# Task description:
The answer should consist of the records below, repeated exactly, and no pictures.

# Dataset entries:
■ ■ ■ ■ ■ ■ ■

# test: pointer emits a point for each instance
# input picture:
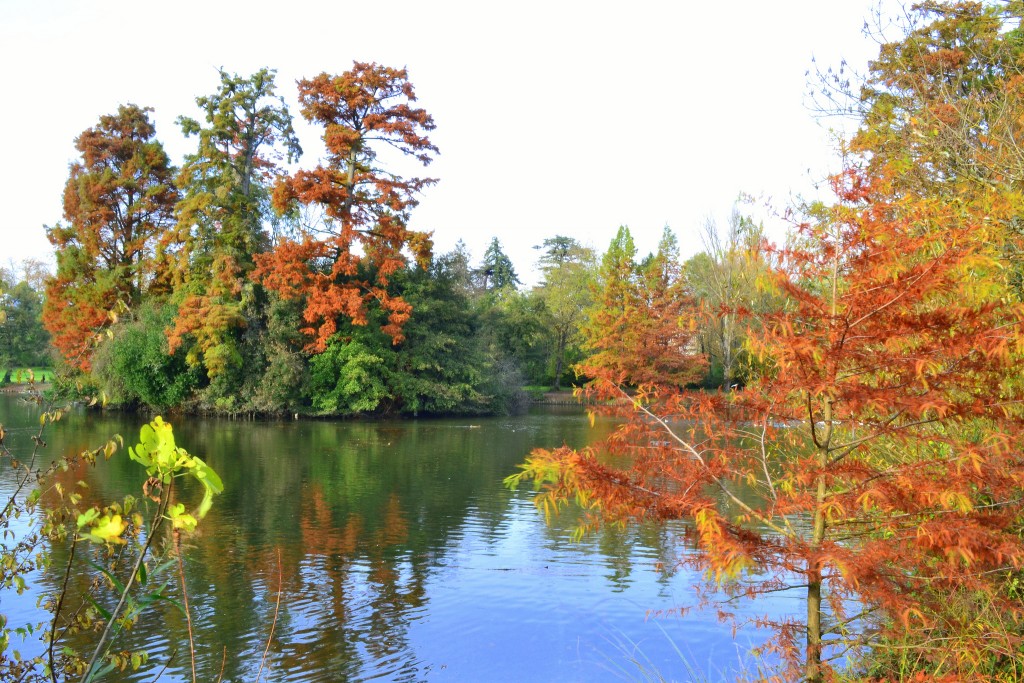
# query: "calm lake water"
(401, 557)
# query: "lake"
(401, 557)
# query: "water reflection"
(400, 556)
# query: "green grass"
(20, 375)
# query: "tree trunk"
(813, 672)
(559, 358)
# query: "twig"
(56, 610)
(223, 663)
(158, 518)
(276, 608)
(184, 595)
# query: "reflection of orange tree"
(349, 563)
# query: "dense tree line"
(873, 461)
(231, 286)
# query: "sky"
(553, 117)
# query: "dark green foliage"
(496, 272)
(24, 341)
(436, 370)
(134, 368)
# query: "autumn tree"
(725, 279)
(940, 111)
(118, 201)
(875, 466)
(568, 269)
(635, 329)
(342, 268)
(225, 203)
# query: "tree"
(875, 465)
(118, 201)
(24, 341)
(496, 271)
(568, 271)
(940, 111)
(724, 279)
(366, 207)
(221, 215)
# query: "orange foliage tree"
(344, 264)
(875, 465)
(118, 201)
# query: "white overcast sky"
(553, 117)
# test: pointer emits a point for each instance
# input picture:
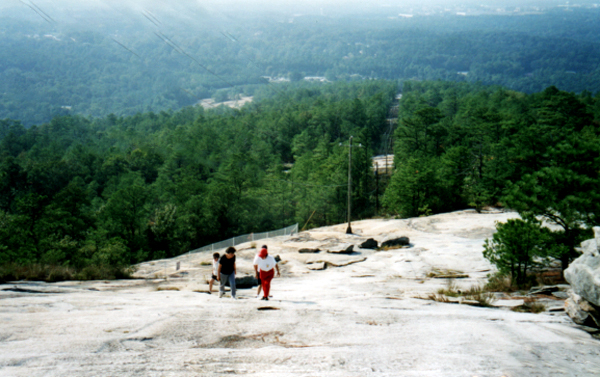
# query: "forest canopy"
(117, 190)
(125, 62)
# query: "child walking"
(213, 278)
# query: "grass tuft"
(54, 273)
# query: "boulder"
(402, 241)
(582, 312)
(309, 251)
(584, 272)
(344, 250)
(369, 244)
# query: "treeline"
(457, 145)
(115, 191)
(124, 64)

■ ■ ■ ■ ■ ■ ■

# Answer to this problem:
# test: pointer emits a point for each instance
# input picture:
# query: "calm lake water"
(401, 557)
# query: "lake"
(401, 557)
# query: "water reflection"
(400, 556)
# query: "green grass"
(20, 375)
# query: "tree trunk"
(813, 672)
(559, 358)
# query: "twig"
(56, 610)
(223, 663)
(158, 518)
(276, 608)
(184, 595)
# query: "reflection of orange tree"
(349, 563)
# query: "dense tree line"
(873, 461)
(231, 286)
# query: "sky"
(553, 117)
# query: "dark green foliage"
(496, 272)
(24, 341)
(436, 370)
(134, 368)
# query: "autumn tree"
(725, 279)
(940, 111)
(118, 201)
(875, 466)
(568, 269)
(635, 329)
(342, 268)
(225, 203)
# query: "tree"
(875, 465)
(118, 201)
(24, 341)
(496, 271)
(568, 271)
(940, 111)
(724, 279)
(366, 207)
(221, 215)
# query: "orange foliage tree"
(344, 264)
(875, 465)
(118, 201)
# query: "white overcast sky"
(553, 117)
# test: pointer emits a point for each instance
# input picture:
# query: "forest canopy"
(117, 190)
(125, 62)
# query: "child walking"
(213, 278)
# query: "grass tuft"
(54, 273)
# query: "boulder"
(402, 241)
(582, 312)
(309, 251)
(584, 272)
(344, 250)
(369, 244)
# query: "treeline"
(457, 145)
(115, 191)
(124, 64)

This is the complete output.